** START Raw data **
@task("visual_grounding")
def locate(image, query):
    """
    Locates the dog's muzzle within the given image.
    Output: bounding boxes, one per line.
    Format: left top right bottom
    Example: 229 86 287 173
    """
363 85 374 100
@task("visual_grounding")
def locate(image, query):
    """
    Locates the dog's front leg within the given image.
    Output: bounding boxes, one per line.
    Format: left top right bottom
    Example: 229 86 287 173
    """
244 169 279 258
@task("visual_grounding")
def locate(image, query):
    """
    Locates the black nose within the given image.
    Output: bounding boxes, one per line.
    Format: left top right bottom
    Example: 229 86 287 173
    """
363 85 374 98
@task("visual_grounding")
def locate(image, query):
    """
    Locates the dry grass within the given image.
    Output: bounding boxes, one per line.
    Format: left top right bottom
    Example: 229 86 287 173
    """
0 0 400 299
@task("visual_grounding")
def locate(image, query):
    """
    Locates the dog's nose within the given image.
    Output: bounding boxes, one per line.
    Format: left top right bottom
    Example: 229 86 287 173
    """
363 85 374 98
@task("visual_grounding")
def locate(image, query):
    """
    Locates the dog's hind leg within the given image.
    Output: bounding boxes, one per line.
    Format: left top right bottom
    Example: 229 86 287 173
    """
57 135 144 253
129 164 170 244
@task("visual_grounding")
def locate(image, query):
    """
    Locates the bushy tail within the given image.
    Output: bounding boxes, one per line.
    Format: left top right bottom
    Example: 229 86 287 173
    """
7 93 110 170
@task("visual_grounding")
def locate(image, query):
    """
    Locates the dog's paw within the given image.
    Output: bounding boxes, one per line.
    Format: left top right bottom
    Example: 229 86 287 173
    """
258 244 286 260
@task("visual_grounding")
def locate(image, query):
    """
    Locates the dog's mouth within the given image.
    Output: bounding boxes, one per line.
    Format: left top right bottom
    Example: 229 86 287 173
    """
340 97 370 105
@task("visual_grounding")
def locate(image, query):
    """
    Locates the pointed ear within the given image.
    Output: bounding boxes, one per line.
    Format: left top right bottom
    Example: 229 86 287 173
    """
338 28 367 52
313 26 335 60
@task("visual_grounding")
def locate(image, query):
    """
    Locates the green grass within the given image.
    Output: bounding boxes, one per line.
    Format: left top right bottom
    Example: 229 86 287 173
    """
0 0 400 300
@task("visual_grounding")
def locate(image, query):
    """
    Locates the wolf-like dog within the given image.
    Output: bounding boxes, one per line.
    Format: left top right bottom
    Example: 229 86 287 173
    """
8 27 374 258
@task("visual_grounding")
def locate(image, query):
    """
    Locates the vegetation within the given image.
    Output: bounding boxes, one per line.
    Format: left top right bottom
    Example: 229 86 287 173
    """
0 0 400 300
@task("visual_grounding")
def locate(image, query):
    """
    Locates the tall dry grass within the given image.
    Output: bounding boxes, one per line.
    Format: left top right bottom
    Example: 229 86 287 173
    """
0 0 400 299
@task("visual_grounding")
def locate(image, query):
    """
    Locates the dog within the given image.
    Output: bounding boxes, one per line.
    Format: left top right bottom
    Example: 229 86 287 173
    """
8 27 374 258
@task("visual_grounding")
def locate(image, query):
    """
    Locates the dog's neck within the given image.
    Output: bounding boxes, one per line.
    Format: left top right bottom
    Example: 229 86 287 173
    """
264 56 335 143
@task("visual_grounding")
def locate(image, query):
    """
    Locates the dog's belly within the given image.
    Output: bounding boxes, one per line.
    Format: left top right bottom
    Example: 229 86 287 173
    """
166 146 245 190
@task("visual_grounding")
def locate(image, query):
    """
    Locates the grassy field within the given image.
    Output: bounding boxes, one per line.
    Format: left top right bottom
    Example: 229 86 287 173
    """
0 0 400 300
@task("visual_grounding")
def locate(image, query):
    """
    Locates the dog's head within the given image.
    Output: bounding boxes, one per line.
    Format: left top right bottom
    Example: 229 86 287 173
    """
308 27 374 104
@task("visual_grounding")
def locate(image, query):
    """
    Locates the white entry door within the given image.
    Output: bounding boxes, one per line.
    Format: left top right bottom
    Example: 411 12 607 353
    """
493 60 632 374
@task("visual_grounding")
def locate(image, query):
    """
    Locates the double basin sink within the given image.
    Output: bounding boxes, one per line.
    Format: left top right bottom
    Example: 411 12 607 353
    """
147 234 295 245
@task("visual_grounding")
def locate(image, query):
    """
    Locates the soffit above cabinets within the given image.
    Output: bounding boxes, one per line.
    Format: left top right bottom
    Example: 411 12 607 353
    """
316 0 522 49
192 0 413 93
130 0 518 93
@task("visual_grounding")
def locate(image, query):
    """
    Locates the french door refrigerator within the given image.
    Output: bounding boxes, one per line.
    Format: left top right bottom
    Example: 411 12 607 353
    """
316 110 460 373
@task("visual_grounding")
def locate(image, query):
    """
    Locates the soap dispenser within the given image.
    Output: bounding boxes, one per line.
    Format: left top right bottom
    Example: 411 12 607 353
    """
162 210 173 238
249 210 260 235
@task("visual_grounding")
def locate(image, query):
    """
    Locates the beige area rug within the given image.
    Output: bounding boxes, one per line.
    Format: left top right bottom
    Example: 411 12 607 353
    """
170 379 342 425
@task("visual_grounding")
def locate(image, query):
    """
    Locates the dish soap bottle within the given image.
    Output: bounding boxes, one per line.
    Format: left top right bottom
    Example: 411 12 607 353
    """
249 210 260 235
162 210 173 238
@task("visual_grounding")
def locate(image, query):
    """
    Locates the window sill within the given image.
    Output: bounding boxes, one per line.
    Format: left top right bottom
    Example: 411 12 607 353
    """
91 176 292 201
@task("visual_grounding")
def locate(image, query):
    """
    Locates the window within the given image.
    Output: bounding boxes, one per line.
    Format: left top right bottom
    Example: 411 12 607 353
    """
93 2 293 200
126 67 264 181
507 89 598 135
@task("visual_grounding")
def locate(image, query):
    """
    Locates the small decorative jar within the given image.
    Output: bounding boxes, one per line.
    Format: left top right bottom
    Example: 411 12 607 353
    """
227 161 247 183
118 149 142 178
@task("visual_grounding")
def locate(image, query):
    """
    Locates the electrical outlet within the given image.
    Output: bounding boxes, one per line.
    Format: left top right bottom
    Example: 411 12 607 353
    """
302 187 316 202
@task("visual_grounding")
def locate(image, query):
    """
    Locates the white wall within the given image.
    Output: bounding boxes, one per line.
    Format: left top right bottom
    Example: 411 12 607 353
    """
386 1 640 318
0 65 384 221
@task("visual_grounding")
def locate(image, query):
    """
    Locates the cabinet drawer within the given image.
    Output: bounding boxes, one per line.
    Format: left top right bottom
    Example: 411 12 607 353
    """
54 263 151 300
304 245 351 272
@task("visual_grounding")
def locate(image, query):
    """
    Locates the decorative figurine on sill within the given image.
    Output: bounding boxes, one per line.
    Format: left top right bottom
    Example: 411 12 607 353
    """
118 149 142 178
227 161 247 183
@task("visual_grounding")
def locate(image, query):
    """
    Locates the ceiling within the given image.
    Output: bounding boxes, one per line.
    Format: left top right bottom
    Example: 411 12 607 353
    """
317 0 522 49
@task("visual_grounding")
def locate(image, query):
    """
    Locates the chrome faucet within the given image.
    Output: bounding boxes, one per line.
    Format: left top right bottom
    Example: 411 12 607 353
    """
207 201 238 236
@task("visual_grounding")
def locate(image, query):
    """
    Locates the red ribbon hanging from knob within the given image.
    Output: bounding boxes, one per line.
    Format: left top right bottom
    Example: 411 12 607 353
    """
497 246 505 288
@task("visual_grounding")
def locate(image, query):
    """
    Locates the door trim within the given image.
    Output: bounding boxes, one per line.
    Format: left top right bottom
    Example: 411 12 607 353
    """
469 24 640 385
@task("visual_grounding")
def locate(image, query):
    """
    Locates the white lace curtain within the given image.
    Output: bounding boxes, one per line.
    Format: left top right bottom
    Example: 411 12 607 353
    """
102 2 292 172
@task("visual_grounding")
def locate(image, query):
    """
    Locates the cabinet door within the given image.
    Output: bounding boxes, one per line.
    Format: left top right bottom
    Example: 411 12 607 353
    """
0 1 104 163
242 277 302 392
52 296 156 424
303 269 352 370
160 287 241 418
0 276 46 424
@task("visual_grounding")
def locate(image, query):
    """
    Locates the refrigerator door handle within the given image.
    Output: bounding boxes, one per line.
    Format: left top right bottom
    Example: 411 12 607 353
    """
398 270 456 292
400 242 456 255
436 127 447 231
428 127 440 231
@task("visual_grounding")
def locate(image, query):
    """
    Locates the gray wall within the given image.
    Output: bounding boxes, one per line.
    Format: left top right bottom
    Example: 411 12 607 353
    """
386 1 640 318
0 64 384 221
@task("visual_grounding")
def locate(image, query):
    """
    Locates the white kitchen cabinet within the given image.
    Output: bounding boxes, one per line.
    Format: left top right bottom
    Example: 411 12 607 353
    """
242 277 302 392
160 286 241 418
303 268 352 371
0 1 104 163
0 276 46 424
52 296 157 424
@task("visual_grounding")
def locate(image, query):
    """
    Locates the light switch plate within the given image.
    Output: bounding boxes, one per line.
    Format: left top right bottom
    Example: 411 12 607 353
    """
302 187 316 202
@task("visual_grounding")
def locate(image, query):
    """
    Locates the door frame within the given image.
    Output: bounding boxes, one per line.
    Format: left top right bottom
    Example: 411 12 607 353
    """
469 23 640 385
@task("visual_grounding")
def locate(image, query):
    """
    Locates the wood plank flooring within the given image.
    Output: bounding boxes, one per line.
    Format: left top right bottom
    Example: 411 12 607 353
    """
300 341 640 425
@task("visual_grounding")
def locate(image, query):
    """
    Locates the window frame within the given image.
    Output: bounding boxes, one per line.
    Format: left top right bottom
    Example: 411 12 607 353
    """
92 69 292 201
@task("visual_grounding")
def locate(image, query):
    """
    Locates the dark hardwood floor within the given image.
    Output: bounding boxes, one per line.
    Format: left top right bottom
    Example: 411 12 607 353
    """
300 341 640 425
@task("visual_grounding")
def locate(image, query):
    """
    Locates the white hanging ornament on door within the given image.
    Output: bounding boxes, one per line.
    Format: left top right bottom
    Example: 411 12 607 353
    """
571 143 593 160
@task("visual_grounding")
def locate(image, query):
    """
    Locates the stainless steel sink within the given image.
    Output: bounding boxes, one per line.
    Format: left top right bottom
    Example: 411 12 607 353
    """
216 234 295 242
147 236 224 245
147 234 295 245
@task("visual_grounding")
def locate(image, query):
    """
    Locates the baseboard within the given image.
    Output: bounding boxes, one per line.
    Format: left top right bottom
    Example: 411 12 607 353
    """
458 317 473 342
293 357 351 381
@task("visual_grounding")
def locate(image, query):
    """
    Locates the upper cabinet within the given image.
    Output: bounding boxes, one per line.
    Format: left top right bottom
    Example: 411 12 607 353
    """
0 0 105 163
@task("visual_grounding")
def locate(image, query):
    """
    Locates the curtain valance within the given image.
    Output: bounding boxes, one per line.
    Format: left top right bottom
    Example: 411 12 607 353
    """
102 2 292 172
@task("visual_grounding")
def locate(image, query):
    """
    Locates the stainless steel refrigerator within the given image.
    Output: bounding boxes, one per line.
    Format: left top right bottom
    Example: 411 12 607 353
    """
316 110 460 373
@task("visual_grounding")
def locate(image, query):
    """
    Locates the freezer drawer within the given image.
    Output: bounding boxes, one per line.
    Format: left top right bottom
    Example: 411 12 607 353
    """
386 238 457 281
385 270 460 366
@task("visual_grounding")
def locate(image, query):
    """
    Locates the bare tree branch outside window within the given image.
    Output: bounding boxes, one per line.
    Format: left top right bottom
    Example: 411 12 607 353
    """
** END Raw data **
§ **Request**
Return the lines above, from the very first one through the line containing "363 85 374 100", including that line.

§ **Full output**
@task("visual_grounding")
def locate(image, query):
    """
    Locates the dog's muzzle within the given image.
    Output: bounding boxes, one per line.
    Format: left top right bottom
    Example: 229 86 287 173
    """
363 85 374 100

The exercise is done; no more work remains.